— Texto de lectura —
• • • • •

31-08-06.
Hoy he leído en un periódico que un constructor de cayucos decía que nunca se subiría en una de sus embarcaciones. Nadie mejor que él sabía la seguridad que ofrecía el medio de transporte que fabricaba para atender la demanda de los nuevos ricos de aquellas latitudes: las mafias. También he leído que los que consiguen llegar ‑este año van más de tres mil muertos en el mar y dieciocho mil llegados a puerto‑ son repartidos por diferentes ciudades españolas con un bocadillo y un papel en el que figura la dirección de una ONG.
Hoy, una vez más, me he cruzado con ellos por la calle Larios de Málaga. Su delgadez, camiseta limpia, pantalón pirata y tenis baratos de estreno delatan la inmediatez de su llegada. ¡Por fin, en el paraíso! Coches con dibujo en los neumáticos y apenas humo por los tubos de escape, muchos coches, tiendas, atractivos escaparates, restaurantes, calles asfaltadas, aceras, parques, autobuses nuevos, gente deambulando de un lado para otro… Los he visto mirar a todas partes. Ojos de asombro y de miedo a lo desconocido. ¿Y ahora qué?

• • • • •

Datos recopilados
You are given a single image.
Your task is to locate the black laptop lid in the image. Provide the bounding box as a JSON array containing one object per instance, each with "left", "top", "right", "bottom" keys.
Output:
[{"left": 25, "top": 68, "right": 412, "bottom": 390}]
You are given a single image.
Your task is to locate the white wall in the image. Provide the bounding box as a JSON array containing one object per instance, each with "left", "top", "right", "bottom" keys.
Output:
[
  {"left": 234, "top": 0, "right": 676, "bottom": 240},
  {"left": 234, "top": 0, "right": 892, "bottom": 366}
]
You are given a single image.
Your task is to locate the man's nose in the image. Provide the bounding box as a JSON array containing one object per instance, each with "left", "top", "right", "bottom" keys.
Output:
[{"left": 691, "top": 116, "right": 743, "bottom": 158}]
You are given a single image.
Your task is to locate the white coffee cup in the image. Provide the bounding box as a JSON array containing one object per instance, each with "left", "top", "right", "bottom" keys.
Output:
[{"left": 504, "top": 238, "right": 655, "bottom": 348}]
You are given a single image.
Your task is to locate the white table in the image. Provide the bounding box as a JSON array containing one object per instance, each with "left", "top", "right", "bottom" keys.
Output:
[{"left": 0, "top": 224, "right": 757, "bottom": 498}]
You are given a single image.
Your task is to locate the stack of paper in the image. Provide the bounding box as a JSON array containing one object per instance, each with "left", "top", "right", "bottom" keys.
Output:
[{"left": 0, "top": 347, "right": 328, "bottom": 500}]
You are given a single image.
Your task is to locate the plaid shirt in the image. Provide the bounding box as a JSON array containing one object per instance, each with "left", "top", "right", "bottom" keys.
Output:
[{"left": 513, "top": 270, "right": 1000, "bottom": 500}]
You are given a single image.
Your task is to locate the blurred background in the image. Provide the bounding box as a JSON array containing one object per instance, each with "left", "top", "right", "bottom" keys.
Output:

• • • • •

— Inténtalo —
¿Puedes proseguir el texto sobre los cayucos y los recién llegados a Málaga a partir de su última frase?

— Respuesta del ejercicio —
Abandonados en la Alameda de Málaga, sin papeles, sin conocimiento del idioma, sin dinero, sin saber qué hacer… Pero… esto es el paraíso. Aquí hay de todo: supermercados repletos de comida, mujeres ligeras de ropa, muchos pisos vacíos. ¿Y trabajo? Eso es otra cosa. ¿Cómo buscarlo sin papeles? ¿Cómo ahorrar? ¿Dónde encontrar vivienda para vivir hacinados con otros compatriotas? La gente los mira sólo de reojo. Todos pasamos de largo. Tenemos prisa. ¡Nosotros, tan hartos de todo! ¡Ellos, tan hartos de nada! Les dijeron que aquí la vida era fácil, pero sólo encontrarán trabajos precarios, se aprovecharán de su ilegalidad y difícilmente conseguirán crear una familia. El color de su piel es una barrera en este país de blancos racistas, con palabras vacías de solidaridad. Mientras tanto, sus familias siguen en la periferia de San Louis, en una aldea perdida de Ghana, en una chabola de cualquier ciudad subsahariana, comiendo una vez al día, sin medicinas, sin recogida de basura, sin alcantarillado, sin luz, sin agua corriente… esperando noticias del hijo y del hermano que consiguió embarcar en el cayuco con los ahorros de toda la familia.
Los que consiguen llegar, con ropa nueva que la Cruz Roja les regala, perdidos en el desierto del bienestar, esperan la noche estrellada de Málaga para dormir unas horas sobre el húmedo colchón del césped de algún parque. Es el final del sueño.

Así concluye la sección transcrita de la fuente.